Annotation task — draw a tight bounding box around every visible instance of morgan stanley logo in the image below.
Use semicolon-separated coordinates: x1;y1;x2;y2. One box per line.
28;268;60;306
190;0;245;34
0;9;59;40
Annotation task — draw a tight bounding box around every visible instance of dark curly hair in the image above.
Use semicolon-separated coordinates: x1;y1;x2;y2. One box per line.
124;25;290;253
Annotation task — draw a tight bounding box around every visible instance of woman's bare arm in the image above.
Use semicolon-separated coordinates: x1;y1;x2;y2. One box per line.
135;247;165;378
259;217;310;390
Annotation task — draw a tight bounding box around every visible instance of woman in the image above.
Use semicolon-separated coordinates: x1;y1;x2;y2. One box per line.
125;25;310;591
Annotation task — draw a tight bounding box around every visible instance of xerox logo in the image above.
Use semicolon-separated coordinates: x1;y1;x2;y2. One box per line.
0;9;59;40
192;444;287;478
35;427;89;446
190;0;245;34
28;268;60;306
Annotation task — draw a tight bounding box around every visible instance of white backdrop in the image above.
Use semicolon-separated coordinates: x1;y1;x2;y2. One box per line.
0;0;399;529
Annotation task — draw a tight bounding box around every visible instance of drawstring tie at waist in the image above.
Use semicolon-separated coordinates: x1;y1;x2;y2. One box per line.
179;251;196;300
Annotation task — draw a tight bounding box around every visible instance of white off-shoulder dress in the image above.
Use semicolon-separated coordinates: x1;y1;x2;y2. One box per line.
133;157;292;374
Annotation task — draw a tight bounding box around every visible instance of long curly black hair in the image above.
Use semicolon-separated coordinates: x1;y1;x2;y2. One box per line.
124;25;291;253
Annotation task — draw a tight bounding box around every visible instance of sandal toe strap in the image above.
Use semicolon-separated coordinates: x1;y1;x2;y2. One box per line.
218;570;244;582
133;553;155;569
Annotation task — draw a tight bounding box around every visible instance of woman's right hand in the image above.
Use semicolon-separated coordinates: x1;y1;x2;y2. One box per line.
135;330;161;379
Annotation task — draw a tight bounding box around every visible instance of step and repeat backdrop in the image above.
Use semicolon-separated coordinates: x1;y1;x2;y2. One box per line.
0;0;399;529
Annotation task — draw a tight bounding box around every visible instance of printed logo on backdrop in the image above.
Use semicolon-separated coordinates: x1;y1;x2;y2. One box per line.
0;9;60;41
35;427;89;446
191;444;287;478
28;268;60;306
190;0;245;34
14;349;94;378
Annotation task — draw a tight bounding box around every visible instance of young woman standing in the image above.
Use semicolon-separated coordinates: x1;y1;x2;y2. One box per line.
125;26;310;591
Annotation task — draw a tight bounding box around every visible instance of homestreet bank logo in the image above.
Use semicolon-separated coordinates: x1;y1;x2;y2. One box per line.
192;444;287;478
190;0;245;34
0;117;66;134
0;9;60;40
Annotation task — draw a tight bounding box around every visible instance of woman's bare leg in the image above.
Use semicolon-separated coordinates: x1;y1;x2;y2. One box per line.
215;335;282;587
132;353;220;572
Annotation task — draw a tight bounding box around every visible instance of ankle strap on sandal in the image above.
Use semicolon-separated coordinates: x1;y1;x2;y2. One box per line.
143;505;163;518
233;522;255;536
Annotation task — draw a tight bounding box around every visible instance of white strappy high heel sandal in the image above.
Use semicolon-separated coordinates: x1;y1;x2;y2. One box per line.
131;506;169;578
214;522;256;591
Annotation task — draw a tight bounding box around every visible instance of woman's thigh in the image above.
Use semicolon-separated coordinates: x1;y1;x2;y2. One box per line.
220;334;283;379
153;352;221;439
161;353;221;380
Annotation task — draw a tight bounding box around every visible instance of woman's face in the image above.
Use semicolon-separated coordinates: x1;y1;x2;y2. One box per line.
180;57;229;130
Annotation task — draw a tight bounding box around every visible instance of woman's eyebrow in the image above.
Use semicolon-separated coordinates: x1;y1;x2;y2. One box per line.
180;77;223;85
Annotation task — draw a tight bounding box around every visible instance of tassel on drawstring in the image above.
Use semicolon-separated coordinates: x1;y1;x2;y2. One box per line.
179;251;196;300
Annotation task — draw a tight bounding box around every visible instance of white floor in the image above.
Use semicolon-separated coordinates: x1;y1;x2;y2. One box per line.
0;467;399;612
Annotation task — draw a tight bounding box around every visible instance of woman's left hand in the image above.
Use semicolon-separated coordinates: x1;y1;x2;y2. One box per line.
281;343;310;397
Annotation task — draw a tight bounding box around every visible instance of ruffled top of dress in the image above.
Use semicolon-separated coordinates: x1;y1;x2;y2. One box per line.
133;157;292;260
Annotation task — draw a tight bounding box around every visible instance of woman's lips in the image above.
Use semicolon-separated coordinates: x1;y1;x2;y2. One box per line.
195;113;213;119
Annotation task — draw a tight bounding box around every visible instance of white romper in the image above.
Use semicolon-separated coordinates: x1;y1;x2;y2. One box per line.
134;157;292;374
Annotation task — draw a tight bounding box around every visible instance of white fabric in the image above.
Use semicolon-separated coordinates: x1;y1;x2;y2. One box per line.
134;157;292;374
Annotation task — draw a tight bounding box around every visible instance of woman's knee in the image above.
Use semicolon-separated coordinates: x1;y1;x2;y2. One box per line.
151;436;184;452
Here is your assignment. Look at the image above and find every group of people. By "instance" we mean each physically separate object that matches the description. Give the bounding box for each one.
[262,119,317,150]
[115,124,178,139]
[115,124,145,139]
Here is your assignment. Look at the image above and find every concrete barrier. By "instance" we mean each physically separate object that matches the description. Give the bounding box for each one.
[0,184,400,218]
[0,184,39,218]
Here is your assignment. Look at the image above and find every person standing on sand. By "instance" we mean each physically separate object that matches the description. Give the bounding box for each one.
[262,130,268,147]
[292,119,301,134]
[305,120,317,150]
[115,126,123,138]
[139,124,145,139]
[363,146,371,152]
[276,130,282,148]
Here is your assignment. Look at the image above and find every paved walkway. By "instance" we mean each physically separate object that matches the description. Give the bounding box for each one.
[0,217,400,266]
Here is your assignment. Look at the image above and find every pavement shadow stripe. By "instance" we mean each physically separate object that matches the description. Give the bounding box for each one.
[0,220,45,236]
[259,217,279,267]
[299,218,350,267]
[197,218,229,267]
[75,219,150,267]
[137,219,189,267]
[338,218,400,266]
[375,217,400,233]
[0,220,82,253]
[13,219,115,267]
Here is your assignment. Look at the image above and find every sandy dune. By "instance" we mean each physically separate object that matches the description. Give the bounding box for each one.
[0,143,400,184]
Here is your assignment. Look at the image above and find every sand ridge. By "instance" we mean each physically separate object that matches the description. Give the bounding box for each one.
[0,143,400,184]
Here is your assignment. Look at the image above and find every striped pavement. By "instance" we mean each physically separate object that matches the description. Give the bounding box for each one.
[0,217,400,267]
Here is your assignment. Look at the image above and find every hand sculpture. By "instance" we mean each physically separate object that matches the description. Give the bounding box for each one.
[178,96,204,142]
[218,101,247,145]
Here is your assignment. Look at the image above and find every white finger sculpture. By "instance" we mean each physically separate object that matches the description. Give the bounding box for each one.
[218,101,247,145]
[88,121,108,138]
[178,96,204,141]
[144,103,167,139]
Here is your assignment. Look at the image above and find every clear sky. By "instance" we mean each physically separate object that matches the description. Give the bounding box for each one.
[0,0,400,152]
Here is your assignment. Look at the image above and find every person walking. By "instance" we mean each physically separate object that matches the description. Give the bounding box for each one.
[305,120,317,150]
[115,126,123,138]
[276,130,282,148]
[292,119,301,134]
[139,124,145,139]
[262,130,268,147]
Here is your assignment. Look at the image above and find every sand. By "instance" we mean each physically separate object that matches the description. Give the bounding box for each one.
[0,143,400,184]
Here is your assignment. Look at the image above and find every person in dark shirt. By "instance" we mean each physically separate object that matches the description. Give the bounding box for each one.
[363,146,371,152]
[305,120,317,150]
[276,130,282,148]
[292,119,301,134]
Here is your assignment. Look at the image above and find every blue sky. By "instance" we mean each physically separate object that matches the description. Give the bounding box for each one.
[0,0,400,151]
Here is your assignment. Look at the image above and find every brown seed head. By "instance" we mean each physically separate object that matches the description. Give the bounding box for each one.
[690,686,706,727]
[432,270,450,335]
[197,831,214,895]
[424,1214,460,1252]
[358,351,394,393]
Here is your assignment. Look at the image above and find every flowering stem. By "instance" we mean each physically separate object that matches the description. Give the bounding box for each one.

__BRIEF__
Output the lines of the items as a JSON list of strings, from the first line through the line containing "125;25;310;591", with one string per line and no blank lines.

__ANSWER TO THE TASK__
[
  "Annotation task — draw a tight bounding box around every visible instance of morgan stanley logo in the image below.",
  "Use semicolon-separated coordinates: x1;y1;x2;y2. One box per line.",
  "28;268;60;306",
  "190;0;245;34",
  "0;9;59;40",
  "Annotation task — draw a tight bounding box around every visible instance of dark curly hair in the image above.",
  "Use semicolon-separated coordinates: x1;y1;x2;y2. One box per line.",
  "124;25;290;253",
  "Annotation task — draw a tight bounding box around every visible instance of woman's bare arm in the image above.",
  "Use semicolon-separated coordinates: x1;y1;x2;y2. One box per line.",
  "135;247;165;378",
  "259;217;310;390",
  "Annotation task — draw a tight bounding box around every visible instance of woman in the image above.",
  "Use semicolon-separated coordinates: x1;y1;x2;y2. One box per line.",
  "125;25;310;591"
]